#### [REQUEST]
Print exactly the lines from the one containing "Mark the white flag" through the last line of the listing, both included.

#### [MATERIAL FOR THIS EXERCISE]
▬▬▬▬▬▬▬▬▬▬

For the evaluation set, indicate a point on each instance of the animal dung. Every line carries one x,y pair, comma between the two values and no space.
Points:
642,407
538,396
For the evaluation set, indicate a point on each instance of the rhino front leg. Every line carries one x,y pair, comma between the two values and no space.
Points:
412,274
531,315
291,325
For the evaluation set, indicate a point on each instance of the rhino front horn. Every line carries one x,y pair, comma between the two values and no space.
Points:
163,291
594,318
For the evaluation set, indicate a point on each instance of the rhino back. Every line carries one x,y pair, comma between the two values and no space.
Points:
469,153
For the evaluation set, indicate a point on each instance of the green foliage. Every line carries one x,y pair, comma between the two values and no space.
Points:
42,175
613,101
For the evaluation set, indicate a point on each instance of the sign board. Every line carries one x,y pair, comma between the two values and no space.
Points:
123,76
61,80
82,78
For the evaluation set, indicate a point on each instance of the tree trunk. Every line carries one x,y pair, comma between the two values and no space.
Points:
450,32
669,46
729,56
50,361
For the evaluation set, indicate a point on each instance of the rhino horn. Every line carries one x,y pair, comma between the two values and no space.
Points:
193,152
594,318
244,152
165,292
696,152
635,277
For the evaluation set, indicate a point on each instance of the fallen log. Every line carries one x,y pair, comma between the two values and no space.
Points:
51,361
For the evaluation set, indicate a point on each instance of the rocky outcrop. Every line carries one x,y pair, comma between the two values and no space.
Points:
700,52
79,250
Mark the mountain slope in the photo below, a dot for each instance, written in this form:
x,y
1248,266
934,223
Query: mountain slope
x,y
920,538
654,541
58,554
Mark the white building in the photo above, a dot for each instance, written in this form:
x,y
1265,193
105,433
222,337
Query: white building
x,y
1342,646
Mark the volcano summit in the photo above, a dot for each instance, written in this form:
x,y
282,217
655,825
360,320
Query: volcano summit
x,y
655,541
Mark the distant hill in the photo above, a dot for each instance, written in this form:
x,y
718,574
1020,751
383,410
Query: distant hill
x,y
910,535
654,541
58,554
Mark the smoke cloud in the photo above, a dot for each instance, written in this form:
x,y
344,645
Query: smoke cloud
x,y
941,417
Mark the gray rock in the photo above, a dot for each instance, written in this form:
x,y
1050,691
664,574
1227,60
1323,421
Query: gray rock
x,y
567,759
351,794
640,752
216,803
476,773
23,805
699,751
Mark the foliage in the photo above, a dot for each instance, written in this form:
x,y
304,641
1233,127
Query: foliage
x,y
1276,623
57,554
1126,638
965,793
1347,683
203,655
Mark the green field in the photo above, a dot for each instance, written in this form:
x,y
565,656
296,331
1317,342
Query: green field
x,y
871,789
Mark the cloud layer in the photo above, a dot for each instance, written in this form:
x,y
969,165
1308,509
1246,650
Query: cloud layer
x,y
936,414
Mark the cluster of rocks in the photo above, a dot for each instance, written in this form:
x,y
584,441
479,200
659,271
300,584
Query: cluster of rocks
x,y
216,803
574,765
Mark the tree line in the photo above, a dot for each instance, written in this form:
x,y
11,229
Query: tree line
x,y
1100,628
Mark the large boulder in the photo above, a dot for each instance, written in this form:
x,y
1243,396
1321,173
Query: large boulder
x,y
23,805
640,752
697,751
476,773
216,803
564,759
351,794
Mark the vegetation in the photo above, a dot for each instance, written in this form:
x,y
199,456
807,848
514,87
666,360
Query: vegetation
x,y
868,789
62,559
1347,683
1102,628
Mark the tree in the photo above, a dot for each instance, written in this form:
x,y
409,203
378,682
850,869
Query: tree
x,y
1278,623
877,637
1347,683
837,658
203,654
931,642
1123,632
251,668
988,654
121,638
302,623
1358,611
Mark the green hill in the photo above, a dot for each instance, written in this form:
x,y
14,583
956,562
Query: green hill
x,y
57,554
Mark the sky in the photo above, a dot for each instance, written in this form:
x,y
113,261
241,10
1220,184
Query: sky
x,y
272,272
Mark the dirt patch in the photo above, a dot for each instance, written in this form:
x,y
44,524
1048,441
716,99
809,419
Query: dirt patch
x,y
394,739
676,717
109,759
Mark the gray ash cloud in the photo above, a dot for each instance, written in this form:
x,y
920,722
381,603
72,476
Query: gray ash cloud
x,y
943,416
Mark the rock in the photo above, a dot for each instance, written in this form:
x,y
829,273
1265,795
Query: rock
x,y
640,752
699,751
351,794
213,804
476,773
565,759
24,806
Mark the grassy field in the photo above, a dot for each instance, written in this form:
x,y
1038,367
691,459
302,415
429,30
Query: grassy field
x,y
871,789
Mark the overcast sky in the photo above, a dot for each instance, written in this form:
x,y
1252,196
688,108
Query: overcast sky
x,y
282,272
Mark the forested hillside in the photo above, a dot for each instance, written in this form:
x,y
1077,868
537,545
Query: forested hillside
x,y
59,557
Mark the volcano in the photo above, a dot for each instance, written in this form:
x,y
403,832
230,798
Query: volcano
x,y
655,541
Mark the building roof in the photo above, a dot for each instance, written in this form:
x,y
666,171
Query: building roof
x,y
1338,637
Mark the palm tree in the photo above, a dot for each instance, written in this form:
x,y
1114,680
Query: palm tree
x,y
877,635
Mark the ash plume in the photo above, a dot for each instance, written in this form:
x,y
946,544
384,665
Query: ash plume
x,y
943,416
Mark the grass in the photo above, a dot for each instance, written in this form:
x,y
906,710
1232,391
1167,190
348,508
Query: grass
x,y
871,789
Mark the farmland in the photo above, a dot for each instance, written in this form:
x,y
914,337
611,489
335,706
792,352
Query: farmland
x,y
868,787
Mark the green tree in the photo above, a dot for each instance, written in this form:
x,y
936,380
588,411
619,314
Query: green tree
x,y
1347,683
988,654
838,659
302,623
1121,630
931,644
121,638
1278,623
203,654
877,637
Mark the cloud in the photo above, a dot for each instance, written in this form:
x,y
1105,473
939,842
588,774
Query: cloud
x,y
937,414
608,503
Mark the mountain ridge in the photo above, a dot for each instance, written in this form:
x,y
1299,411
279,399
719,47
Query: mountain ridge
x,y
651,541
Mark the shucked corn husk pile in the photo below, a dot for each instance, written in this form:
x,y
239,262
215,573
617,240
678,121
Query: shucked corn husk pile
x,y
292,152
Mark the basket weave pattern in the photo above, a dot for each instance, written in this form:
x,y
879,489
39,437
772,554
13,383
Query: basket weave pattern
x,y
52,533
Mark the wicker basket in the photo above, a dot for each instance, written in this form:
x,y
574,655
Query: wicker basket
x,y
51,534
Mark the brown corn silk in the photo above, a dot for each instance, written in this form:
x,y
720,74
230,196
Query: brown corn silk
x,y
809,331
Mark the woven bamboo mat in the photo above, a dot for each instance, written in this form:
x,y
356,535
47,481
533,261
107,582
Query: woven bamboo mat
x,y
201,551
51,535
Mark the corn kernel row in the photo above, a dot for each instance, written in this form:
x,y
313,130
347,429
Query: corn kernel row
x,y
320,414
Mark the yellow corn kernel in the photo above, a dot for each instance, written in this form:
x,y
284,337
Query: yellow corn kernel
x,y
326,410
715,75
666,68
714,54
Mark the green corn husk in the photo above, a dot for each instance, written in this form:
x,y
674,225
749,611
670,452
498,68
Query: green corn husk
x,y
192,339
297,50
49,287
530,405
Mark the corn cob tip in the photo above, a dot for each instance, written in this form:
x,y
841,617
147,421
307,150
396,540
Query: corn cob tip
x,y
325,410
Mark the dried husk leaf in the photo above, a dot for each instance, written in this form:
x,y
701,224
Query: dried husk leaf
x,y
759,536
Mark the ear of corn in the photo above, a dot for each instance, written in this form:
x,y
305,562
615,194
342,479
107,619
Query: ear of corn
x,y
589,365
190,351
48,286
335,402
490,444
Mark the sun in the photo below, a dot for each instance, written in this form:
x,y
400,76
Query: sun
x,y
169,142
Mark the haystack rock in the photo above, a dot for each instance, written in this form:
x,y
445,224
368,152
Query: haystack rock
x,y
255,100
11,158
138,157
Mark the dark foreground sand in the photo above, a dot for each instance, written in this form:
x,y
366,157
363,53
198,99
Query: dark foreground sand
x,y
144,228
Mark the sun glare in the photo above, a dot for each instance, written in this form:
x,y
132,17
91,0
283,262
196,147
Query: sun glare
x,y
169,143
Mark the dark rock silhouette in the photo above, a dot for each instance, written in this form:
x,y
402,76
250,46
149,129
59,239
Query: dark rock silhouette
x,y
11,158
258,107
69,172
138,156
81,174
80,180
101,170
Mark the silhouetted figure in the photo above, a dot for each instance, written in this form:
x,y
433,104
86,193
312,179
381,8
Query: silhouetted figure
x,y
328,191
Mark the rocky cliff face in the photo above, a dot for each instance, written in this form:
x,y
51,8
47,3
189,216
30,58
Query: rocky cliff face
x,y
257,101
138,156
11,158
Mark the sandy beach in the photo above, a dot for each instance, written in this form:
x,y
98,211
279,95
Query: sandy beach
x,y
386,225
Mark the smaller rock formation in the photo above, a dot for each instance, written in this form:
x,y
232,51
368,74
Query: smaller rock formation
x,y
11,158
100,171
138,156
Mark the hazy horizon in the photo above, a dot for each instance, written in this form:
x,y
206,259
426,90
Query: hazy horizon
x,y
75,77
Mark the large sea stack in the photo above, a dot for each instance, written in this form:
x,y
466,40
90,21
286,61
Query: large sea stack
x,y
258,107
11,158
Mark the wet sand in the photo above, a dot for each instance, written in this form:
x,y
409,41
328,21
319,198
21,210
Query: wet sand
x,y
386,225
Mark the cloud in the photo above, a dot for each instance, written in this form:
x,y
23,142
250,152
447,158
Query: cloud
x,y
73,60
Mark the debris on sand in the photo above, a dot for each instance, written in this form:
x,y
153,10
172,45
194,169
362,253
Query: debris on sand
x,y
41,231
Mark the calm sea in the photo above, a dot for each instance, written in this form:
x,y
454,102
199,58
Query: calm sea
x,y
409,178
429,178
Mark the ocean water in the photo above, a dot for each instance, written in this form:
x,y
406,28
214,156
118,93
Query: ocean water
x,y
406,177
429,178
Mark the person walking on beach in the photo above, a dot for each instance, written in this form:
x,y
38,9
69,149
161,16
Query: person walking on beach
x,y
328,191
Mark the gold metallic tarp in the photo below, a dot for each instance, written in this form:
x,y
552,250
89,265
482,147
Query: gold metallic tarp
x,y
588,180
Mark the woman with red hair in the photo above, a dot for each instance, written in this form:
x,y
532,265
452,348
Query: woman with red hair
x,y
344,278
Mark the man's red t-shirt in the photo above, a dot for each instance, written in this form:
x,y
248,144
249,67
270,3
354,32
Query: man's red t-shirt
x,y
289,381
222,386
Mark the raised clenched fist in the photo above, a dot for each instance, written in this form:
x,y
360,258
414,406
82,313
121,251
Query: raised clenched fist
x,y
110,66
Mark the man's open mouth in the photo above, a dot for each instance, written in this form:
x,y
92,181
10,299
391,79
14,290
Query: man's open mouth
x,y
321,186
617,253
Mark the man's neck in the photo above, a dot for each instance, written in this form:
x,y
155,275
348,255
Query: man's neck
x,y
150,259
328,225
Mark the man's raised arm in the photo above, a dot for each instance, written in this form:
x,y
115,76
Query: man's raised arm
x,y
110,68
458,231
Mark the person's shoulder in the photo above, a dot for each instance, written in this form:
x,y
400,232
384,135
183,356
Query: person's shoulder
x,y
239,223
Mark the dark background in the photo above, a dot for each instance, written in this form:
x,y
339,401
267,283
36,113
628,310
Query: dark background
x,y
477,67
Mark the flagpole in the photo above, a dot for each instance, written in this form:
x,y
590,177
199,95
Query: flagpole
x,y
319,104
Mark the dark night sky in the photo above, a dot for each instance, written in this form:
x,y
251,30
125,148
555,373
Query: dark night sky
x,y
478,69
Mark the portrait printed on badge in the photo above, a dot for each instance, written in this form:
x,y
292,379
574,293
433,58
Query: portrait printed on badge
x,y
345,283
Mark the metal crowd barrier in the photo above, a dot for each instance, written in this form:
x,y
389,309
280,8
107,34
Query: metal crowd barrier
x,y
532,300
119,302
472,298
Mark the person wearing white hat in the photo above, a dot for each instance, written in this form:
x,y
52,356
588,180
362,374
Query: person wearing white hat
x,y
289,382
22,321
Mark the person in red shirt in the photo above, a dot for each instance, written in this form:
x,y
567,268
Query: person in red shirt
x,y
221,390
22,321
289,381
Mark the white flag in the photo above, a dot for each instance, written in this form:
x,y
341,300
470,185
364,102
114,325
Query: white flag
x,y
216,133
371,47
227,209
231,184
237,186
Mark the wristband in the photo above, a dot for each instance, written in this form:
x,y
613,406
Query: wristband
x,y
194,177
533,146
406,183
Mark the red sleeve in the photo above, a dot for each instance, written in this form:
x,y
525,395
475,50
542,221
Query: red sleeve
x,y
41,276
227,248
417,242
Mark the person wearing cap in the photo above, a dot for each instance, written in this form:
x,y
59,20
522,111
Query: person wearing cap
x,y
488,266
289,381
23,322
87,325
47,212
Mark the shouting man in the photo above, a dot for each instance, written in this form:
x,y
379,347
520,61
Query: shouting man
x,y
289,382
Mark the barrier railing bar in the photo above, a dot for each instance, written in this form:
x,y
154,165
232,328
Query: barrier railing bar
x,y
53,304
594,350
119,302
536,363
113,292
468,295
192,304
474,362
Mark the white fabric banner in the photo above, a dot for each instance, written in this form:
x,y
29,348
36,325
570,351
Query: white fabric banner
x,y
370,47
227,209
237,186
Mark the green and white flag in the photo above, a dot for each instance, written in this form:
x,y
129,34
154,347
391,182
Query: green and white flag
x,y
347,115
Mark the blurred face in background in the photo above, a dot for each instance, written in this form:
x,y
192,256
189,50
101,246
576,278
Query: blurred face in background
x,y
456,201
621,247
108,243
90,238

▬▬▬▬▬▬▬▬▬▬

#### [RESULT OF THE TASK]
Mark the white flag in the photo above, a dot for each instance, written in this form:
x,y
341,300
470,185
364,102
114,325
Query: white flag
x,y
216,133
371,47
227,209
231,184
237,186
Mark the wristband in the photo above, a dot for each instance, written in this form:
x,y
613,406
Query: wristband
x,y
194,177
533,146
406,183
Mark the red sleeve in the photo above, a dot for each instance, written in this form:
x,y
525,395
475,50
542,221
Query: red sleeve
x,y
41,276
227,248
417,242
Mark the person wearing cap in the photo above, a dot for each instance, written in this form:
x,y
59,20
522,111
Query: person wearing cap
x,y
488,266
289,381
23,322
87,325
47,212
Mark the shouting man in the photo above, a dot for each instance, written in this form:
x,y
379,347
520,61
Query: shouting man
x,y
289,382
Mark the barrier railing bar in the photo above, a dot for each instance, written in this form:
x,y
154,165
232,328
Query: barrier railing bar
x,y
53,304
594,350
119,302
536,363
113,292
468,295
192,304
474,362
Mark the white fabric banner in the photo above, a dot for each instance, written in this form:
x,y
29,348
36,325
570,351
Query: white fabric banner
x,y
370,47
227,209
237,186
Mark the green and white flag in the photo above, a dot for each instance, written in this form:
x,y
129,34
154,347
391,182
Query: green and white flag
x,y
347,115
Mark the blurred face in background in the photo above, a dot for each instance, written in this form:
x,y
192,256
189,50
101,246
576,278
Query: blurred face in background
x,y
456,201
621,247
108,243
90,238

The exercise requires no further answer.